→ **Extracted material**:
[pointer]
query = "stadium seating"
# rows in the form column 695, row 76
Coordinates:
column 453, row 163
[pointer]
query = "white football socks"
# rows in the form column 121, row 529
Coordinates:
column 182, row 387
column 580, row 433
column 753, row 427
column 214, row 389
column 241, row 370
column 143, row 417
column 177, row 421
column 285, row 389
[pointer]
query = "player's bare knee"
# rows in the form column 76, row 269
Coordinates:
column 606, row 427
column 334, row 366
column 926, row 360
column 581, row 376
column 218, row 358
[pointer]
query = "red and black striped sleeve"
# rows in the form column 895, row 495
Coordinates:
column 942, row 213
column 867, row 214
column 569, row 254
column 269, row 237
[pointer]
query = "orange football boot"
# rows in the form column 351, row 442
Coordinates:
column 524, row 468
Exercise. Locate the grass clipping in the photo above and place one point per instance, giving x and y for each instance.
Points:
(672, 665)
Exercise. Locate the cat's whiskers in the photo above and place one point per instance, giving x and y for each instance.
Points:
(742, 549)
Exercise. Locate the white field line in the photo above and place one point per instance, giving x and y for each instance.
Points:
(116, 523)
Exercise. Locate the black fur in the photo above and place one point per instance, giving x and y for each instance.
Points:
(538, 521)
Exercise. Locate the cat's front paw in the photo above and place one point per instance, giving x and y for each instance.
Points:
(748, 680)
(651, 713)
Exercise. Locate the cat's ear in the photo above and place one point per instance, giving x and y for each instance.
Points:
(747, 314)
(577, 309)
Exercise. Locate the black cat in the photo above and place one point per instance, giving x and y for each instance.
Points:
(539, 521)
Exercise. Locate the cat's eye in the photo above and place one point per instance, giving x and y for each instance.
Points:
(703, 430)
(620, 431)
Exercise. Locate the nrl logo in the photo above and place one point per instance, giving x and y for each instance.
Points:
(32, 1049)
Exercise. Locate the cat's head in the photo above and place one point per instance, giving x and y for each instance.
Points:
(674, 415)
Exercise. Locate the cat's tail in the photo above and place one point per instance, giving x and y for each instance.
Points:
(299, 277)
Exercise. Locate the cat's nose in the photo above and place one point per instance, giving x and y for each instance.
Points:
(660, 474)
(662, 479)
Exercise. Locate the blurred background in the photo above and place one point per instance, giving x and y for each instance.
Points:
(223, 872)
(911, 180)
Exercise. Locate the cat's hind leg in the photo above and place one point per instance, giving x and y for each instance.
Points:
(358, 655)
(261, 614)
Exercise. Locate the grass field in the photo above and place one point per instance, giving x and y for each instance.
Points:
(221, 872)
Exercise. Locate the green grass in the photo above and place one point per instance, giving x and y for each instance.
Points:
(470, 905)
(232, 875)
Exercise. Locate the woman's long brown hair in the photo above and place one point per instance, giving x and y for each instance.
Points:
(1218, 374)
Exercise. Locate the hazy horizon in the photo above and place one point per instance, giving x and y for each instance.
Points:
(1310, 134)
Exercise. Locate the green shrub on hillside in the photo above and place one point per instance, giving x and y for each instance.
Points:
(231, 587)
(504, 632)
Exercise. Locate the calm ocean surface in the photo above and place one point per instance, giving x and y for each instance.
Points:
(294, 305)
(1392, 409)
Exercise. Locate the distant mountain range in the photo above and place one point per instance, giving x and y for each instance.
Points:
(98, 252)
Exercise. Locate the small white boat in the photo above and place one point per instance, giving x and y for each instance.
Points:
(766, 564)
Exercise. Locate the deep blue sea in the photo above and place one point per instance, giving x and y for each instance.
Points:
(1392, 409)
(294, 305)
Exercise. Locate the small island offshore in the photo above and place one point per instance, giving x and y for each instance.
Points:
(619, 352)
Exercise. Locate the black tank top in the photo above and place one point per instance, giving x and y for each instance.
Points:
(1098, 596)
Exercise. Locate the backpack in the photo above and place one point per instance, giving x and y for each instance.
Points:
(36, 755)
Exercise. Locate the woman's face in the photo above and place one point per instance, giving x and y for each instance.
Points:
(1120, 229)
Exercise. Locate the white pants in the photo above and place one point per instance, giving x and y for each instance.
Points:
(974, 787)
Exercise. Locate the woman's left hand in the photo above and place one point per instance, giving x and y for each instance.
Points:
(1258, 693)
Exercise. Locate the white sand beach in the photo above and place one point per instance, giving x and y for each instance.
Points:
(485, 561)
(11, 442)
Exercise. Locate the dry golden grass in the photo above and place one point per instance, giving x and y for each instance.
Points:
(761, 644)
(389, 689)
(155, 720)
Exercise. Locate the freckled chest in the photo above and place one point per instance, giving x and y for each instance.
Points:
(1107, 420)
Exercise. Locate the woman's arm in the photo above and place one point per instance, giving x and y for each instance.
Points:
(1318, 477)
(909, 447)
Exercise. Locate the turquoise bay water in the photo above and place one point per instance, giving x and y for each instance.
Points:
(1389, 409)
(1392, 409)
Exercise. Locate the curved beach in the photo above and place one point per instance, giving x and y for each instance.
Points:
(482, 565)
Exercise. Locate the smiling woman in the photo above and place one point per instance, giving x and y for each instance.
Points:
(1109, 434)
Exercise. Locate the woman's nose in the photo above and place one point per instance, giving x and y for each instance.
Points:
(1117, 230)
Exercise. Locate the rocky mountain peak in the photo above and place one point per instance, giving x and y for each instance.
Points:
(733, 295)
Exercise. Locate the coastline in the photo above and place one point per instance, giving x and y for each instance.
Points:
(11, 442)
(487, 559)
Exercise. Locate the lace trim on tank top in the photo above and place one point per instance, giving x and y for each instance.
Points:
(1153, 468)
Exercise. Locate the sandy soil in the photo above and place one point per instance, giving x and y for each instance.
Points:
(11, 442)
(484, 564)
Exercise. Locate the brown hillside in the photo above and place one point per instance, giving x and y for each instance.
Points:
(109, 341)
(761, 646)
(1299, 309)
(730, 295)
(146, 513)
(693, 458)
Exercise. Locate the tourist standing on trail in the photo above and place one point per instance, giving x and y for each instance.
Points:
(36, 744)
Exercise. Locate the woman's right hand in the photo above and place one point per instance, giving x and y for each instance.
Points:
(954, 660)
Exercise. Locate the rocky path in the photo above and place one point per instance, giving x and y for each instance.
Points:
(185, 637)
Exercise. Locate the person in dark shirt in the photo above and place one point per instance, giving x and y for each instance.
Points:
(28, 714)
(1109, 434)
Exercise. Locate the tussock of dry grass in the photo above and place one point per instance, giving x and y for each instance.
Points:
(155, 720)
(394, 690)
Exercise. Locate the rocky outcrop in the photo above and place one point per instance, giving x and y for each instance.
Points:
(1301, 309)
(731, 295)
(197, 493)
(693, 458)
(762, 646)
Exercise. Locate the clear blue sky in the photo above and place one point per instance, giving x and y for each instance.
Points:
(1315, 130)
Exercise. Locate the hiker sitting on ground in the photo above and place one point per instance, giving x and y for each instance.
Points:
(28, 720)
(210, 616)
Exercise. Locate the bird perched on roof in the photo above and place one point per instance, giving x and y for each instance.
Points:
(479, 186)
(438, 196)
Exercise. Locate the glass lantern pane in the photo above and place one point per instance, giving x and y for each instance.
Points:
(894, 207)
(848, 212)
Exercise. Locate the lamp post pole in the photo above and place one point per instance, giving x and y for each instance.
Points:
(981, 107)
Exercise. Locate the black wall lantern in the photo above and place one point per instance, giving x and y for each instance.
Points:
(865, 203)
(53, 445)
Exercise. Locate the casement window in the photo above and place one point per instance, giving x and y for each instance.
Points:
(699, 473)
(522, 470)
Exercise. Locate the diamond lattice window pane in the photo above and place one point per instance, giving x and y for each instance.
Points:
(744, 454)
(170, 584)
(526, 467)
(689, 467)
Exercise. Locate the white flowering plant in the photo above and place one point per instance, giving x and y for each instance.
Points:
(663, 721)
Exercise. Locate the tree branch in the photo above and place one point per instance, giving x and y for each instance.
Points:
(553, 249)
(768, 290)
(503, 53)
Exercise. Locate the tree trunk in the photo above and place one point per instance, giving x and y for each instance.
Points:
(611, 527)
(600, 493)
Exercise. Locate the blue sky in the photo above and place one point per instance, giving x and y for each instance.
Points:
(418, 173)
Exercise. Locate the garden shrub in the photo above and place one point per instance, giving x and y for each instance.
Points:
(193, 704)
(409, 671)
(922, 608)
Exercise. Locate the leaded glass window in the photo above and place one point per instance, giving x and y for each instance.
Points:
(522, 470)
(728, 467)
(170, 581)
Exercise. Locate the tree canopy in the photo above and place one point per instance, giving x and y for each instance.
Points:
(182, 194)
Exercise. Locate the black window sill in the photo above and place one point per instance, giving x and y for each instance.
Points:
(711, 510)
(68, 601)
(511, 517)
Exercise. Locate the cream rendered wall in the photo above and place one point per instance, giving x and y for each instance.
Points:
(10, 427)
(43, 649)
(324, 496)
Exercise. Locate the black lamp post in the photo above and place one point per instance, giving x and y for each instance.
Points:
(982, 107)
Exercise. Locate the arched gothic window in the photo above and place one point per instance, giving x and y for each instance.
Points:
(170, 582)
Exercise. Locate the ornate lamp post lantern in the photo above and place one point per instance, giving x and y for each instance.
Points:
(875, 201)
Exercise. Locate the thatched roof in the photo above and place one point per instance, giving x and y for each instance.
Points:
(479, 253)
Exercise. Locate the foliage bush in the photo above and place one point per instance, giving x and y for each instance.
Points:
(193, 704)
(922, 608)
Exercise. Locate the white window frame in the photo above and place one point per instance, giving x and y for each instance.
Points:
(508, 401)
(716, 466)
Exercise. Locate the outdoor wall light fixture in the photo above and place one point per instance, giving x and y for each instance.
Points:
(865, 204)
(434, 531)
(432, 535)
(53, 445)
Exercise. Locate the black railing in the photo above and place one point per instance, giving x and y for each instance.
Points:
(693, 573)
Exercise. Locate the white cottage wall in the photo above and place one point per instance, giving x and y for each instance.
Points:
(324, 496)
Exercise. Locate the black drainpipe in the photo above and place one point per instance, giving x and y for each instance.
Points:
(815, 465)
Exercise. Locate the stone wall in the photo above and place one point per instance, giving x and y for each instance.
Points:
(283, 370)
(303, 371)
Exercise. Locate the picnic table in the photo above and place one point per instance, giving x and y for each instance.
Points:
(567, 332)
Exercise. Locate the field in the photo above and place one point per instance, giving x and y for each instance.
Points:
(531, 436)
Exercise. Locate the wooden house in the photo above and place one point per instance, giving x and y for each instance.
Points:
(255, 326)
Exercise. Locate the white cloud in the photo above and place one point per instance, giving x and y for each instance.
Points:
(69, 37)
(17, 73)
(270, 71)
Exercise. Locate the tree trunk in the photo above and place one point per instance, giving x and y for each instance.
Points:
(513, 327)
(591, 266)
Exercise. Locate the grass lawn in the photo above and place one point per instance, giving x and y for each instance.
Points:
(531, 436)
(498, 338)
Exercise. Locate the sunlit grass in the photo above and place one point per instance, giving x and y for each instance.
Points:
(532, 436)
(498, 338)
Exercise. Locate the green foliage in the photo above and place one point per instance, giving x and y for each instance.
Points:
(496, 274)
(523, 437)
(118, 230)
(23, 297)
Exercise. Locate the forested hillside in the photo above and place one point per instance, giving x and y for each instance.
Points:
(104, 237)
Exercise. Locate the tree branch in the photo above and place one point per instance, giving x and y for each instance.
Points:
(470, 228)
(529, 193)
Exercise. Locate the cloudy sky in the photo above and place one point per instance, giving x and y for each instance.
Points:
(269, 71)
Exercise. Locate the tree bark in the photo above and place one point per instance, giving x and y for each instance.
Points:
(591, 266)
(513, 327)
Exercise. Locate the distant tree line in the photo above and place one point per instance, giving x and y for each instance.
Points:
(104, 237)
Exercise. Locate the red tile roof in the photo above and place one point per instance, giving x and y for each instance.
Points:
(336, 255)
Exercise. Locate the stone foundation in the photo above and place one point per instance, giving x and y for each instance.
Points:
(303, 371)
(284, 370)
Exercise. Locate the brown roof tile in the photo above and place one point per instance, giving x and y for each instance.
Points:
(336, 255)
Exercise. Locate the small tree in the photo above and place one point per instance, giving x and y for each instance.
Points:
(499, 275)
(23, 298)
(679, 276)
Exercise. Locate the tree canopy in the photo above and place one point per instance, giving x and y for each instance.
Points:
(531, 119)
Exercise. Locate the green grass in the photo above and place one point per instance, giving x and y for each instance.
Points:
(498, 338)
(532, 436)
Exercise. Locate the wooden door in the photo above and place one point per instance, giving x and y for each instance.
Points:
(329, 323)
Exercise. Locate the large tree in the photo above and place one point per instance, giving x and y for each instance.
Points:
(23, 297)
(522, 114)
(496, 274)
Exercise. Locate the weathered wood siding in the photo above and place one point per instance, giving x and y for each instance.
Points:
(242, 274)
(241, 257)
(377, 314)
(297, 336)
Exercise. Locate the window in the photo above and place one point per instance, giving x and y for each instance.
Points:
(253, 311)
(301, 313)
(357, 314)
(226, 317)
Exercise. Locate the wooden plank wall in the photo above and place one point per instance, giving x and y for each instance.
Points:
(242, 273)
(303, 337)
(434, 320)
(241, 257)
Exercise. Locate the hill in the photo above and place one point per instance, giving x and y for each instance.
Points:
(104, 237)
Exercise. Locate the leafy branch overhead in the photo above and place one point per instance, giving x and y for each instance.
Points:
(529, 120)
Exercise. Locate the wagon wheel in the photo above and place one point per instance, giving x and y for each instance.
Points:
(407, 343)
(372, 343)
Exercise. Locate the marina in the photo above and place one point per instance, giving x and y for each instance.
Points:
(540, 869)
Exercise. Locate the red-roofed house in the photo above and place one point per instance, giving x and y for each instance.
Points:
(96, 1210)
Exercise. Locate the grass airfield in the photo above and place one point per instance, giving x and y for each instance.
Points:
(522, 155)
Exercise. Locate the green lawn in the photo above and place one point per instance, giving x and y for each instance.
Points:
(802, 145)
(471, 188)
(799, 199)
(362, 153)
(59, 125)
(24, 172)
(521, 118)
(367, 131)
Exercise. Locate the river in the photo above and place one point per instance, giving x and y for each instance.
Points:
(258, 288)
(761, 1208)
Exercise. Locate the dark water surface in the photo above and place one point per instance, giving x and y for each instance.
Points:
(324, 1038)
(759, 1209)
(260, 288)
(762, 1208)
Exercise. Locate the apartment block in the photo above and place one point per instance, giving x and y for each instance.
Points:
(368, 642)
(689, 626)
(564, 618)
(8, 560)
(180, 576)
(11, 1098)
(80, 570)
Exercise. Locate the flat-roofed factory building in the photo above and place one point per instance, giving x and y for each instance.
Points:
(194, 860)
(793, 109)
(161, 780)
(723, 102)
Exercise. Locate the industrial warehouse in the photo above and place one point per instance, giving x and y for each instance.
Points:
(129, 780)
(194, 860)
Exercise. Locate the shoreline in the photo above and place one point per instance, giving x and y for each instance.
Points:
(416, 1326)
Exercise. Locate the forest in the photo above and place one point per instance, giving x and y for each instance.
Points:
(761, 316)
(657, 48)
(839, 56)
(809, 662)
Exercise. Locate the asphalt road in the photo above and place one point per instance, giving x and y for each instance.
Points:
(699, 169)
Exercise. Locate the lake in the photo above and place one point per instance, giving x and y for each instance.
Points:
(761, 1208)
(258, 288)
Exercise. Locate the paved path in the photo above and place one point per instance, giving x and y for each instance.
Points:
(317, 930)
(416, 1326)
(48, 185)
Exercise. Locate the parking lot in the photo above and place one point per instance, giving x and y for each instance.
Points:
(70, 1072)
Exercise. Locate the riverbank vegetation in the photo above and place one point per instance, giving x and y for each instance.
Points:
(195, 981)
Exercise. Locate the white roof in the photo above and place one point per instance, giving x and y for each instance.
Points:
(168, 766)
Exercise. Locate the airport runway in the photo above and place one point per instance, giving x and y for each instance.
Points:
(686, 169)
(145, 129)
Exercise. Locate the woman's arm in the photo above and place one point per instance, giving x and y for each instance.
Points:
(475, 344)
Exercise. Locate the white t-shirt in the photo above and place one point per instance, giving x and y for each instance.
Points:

→ **Given problem**:
Please write out the material again from its start through the line with "column 269, row 237", putting "Locations" in place of "Coordinates" and leaving everything else unchanged.

→ **Exercise answer**:
[pointer]
query = "stadium seating"
# rows in the form column 695, row 76
Locations:
column 453, row 163
[pointer]
query = "white football socks"
# rows in the form column 121, row 529
Locations:
column 182, row 387
column 580, row 433
column 753, row 427
column 214, row 389
column 241, row 370
column 143, row 417
column 177, row 421
column 285, row 389
[pointer]
query = "player's bare knee"
# rows in the form column 76, row 269
Locations:
column 606, row 427
column 334, row 366
column 926, row 360
column 581, row 376
column 218, row 358
[pointer]
query = "red and black striped sleeve"
# rows in the form column 895, row 495
Locations:
column 942, row 213
column 867, row 214
column 569, row 254
column 269, row 237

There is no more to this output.